#### Extract provided
Physical Resilience is Equally Important
Because my personal expertise lies in the area of information, communication, and control technologies I have elaborated on cyber resilience. However, in closing I should stress that Chapter 3 of our report identifies and discusses over a dozen events such as hurricanes, earthquakes, tsunamis, ice storms, terrorist attacks, and large solar storms, that could cause wide physical damage to the power system that could result in large outages. Putting the system back together after one of these extreme events could require many days or even weeks.
The title of this hearing “Resiliency: The Electric Grid’s Only Hope” is apt. Unlike some, I don’t believe “the sky is falling” or that we are on the brink of a major disaster. However, the threat to grid resiliency is real, and the time to act is now, so we don’t reach that brink. To summarize the points that I made in this testimony:
1) Grid resiliency is different than grid reliability, and requires a fundamentally new approach.
2) Grid resiliency attempts, to the greatest extent possible, to avoid long-term blackouts, but understands and admits that it may not be totally possible to avoid them, and thus works to respond as quickly as possible to the event once it occurs, preserving “critical” services during the period of degraded operation and, over time, strives for full recovery and enhanced robustness.
########
== Required action A ==
Repeat word for word the passage of the grid resilience testimony, everything from "The title of" down to "and enhanced robustness.".
== Required action B ==
List the extreme events that the grid resilience testimony names as able to cause wide physical damage to the power system.
== Required action C ==
Resume the grid resilience testimony after its last sentence and carry it forward.
#### Information shown
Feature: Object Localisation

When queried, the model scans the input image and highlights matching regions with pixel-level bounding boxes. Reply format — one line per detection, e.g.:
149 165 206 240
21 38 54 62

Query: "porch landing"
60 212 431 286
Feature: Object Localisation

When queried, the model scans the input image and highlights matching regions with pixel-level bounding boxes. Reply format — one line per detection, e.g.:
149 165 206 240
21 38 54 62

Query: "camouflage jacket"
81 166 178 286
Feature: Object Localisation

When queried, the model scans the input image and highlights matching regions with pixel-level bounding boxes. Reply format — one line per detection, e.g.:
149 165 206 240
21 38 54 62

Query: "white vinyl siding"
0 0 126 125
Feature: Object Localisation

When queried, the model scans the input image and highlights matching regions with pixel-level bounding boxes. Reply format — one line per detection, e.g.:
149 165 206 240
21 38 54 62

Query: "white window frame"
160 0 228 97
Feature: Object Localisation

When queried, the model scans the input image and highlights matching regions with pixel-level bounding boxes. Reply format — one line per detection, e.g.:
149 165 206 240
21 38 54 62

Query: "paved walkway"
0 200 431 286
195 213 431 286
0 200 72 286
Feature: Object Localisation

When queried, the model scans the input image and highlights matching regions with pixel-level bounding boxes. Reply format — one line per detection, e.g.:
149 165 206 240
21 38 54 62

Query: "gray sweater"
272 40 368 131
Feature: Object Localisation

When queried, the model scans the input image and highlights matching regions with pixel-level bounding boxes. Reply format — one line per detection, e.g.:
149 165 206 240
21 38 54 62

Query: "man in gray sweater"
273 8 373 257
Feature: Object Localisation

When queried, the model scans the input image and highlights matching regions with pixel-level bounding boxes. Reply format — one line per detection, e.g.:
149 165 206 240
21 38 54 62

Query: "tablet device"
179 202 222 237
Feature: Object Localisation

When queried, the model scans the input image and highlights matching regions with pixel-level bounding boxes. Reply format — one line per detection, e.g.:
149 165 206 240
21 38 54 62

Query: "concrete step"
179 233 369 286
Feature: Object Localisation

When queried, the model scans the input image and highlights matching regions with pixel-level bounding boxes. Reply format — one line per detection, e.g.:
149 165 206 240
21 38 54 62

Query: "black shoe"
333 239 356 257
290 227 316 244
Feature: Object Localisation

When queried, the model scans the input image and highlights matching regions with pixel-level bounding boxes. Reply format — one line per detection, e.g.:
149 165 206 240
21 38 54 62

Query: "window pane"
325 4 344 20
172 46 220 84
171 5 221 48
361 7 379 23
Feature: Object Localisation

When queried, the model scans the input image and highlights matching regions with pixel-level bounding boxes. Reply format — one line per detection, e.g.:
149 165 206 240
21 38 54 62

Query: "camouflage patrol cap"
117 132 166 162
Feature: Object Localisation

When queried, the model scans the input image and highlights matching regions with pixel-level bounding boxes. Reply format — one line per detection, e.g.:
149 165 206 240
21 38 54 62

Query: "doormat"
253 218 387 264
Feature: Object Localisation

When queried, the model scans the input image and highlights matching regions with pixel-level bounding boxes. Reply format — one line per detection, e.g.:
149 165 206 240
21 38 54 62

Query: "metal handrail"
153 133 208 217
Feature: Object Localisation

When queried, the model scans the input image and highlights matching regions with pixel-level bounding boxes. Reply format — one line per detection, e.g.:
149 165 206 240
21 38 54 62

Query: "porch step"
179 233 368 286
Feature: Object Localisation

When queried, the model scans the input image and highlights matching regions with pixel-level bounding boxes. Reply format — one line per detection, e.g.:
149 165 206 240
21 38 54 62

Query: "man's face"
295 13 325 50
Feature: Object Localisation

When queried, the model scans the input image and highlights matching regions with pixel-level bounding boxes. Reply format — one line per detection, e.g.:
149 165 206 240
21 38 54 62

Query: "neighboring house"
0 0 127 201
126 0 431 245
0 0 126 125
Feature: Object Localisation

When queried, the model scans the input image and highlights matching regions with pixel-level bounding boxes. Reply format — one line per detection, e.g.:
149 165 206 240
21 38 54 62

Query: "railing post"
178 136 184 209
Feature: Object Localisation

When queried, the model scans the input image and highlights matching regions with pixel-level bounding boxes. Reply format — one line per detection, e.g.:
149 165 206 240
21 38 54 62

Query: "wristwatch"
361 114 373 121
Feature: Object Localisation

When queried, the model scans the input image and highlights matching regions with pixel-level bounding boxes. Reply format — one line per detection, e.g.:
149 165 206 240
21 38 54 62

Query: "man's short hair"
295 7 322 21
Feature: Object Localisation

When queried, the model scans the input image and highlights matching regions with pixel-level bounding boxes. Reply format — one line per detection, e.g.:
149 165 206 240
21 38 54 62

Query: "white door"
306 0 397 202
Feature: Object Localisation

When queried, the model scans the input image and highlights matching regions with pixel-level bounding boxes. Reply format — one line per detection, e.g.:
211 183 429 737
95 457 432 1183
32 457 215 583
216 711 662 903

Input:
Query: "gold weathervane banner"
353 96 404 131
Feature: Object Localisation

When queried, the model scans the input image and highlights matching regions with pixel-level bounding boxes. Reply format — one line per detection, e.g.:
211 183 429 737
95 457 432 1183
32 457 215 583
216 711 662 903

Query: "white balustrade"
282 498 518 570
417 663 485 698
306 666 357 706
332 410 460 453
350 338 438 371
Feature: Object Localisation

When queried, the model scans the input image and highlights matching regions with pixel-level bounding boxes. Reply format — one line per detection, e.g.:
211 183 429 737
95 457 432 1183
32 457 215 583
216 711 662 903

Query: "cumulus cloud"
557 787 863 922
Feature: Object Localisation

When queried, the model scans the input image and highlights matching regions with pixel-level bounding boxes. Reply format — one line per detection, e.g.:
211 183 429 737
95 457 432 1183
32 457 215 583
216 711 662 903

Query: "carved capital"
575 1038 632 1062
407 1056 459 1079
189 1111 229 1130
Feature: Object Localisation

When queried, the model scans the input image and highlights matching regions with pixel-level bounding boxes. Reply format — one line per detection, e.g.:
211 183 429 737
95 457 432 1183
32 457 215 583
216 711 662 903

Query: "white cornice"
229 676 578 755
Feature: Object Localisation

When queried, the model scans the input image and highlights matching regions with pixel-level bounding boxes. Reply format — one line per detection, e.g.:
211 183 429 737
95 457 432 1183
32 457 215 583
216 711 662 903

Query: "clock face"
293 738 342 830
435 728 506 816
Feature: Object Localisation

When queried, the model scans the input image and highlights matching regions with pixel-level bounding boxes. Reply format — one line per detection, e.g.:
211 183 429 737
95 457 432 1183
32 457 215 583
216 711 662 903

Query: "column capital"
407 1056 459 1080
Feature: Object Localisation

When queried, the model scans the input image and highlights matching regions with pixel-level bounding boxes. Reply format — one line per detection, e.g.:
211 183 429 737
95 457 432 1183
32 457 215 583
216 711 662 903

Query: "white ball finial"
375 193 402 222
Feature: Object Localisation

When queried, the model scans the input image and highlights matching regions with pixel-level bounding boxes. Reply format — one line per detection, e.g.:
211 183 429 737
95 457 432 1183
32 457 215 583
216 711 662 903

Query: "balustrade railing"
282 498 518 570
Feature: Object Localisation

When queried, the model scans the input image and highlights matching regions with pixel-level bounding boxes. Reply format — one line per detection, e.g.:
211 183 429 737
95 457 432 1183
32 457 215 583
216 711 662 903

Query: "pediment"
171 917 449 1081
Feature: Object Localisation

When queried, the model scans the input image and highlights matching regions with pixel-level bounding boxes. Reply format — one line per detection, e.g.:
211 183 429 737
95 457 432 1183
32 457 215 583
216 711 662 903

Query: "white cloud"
########
== Written response A ==
The title of this hearing “Resiliency: The Electric Grid’s Only Hope” is apt. Unlike some, I don’t believe “the sky is falling” or that we are on the brink of a major disaster. However, the threat to grid resiliency is real, and the time to act is now, so we don’t reach that brink. To summarize the points that I made in this testimony:
1) Grid resiliency is different than grid reliability, and requires a fundamentally new approach.
2) Grid resiliency attempts, to the greatest extent possible, to avoid long-term blackouts, but understands and admits that it may not be totally possible to avoid them, and thus works to respond as quickly as possible to the event once it occurs, preserving “critical” services during the period of degraded operation and, over time, strives for full recovery and enhanced robustness.

== Written response B ==
hurricanes, earthquakes, tsunamis, ice storms, terrorist attacks, large solar storms

== Written response C ==
3) Efforts with appropriate funding must be put in place for:
a) Emergency preparedness exercises that include multisector coordination,
b) Implementing available technologies and best practices,
c) Supporting DOE research in grid resiliency,
d) Creating a stockpile of physical components that enhance resiliency,
e) Developing means for cyber resilience,
f) Continuous envisioning of possible impairments which could lead to large-scale grid failures, and
g) Ongoing efforts to assess and, as needed, to mandate strategies designed to increase the resilience of the electricity system.
4) The grid can only be resilient if its cyber infrastructure is resilient, so research and development are critically needed that provides assured mechanisms to ensure cyber resiliency.
Thank you for the opportunity to be here with you today. I would be happy to answer any questions that you have.
William H. Sanders Biography
William H. Sanders
is a Donald Biggar Willett Professor of Engineering and the Head of the Department of Electrical and Computer Engineering (www.ece.illinois.edu
) at the University of Illinois at Urbana-Champaign (illinois.edu). He is a professor in the Department of Electrical and Computer Engineering and in the Department of Computer Science. He is a fellow of the IEEE, the ACM, and the AAAS; a past chair of the IEEE Technical Committee on Fault-Tolerant Computing; and past vice-chair of the IFIP Working Group 10.4 on Dependable Computing. He was the founding director of the Information Trust Institute (www.iti.illinois.edu
) at Illinois (2004-2011), and served as director of the Coordinated Science Laboratory (www.csl.illinois.edu
) at Illinois from 2010 to 2014.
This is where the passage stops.